═════ EXTRACTED RECORDS ═════
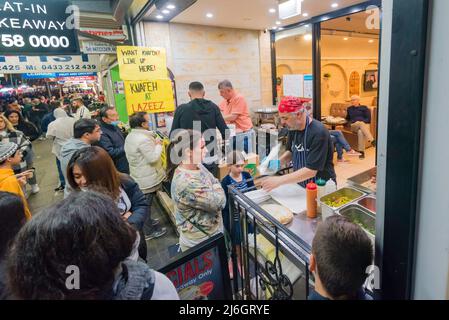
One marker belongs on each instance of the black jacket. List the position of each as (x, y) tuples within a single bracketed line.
[(139, 204), (113, 142), (199, 110), (204, 111), (28, 129)]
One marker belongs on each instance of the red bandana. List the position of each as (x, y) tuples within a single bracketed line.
[(292, 104)]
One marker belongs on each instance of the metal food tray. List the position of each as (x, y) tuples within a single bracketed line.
[(352, 193), (355, 211), (370, 198), (362, 178)]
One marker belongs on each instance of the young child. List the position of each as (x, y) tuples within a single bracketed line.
[(241, 180), (341, 254)]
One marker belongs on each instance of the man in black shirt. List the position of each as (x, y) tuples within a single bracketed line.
[(309, 147), (208, 117)]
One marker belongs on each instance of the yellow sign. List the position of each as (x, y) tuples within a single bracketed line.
[(152, 96), (141, 63)]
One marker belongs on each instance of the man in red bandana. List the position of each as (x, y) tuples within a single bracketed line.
[(309, 146)]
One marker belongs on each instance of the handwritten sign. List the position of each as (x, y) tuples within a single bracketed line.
[(141, 63), (152, 96)]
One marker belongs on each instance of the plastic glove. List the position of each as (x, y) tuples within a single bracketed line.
[(274, 165)]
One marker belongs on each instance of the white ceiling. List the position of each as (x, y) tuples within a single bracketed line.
[(252, 14)]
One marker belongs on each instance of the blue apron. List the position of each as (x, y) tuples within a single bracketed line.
[(300, 154)]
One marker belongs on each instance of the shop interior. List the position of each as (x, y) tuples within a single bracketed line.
[(349, 54)]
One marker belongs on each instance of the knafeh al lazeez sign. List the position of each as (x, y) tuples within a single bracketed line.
[(35, 27)]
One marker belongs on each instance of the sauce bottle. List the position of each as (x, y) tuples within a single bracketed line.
[(312, 193), (321, 192)]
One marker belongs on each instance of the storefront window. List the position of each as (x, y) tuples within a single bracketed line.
[(294, 62), (349, 62)]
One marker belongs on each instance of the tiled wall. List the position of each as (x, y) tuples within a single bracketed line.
[(210, 55)]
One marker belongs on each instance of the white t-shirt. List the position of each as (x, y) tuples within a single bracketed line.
[(82, 113), (123, 203)]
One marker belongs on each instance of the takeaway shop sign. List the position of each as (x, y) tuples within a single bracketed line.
[(38, 27)]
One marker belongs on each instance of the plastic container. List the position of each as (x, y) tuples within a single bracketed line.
[(312, 193), (331, 187), (321, 192), (362, 217)]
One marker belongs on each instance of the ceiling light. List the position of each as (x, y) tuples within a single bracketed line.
[(289, 9)]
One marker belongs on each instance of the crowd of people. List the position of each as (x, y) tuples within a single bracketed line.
[(110, 180)]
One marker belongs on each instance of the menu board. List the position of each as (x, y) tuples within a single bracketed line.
[(150, 96), (201, 273), (38, 27), (142, 63)]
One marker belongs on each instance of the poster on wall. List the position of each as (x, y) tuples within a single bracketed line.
[(48, 64), (141, 63), (98, 47), (371, 80), (152, 96), (308, 86), (293, 85), (36, 27), (119, 87), (201, 273)]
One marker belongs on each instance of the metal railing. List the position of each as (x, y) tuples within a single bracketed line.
[(270, 262)]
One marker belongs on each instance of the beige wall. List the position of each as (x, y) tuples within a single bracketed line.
[(210, 55)]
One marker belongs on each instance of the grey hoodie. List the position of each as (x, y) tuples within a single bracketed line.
[(67, 151)]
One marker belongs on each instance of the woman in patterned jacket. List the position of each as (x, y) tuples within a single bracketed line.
[(198, 195), (9, 134)]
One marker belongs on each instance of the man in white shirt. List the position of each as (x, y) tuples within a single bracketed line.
[(81, 111)]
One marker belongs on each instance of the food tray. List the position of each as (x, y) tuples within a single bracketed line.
═════
● **THE REQUEST**
Copy the rows word for word, from the start of the rows through the line that contains "[(312, 193), (321, 192)]", including both ends. Leave the pictures out of your copy.

● **EXERCISE ANSWER**
One marker belongs on each instance of the black jacket. List the position of each as (x, y) tuples within a single bracketed line.
[(139, 204), (113, 142), (199, 110), (204, 111), (28, 129)]
One marker belongs on each instance of the red bandana. List the position of each as (x, y) tuples within a single bracketed line.
[(292, 104)]
One marker belongs on each instance of the metal food tray. List the position of each as (x, y) tuples within a single bracketed line.
[(352, 193), (355, 211), (370, 198), (362, 178)]
One marker belongs on each instance of the young child. List the position of each as (x, y) tuples within a single bracketed line.
[(241, 180), (341, 254)]
One marker belongs on each instance of the man in black shirt. List the position of each as (x, y) tuples within a single bracketed line.
[(309, 147), (208, 117)]
One marker belongs on each instance of the yellow sign. List the position of each as (x, y) tuples within a single bracketed line.
[(152, 96), (141, 63)]
One marker belongs on each instance of the man in red bandana. List the position of each as (x, y) tuples within a single bracketed line.
[(309, 146)]
One marker belongs on each instance of the handwritten sign. List the position of each as (x, y) tuples within a single bracketed line.
[(141, 63), (152, 96)]
One marker belongs on each instance of the plastic glove. List the position of each as (x, y) tuples within a single bracketed line.
[(274, 165)]
One marker belongs on each instance of the white ceiling. List the position of each as (x, y) tuples within a single bracketed line.
[(252, 14)]
One marker belongs on each instance of the blue apron. List the position of each as (x, y) tuples within a single bracketed line.
[(300, 154)]
One marker belongs on each instance of the shop interior. List the position of each as (x, y) tuples within a single bracketed line.
[(349, 54)]
One marker belongs on each instance of the knafeh al lazeez sign. List the position of each as (x, y) tuples within a single bracketed line.
[(35, 27)]
One marker belongs on each instance of the sauce bottle. List the position of each as (x, y) tuples within a single bracketed line.
[(312, 193), (321, 192)]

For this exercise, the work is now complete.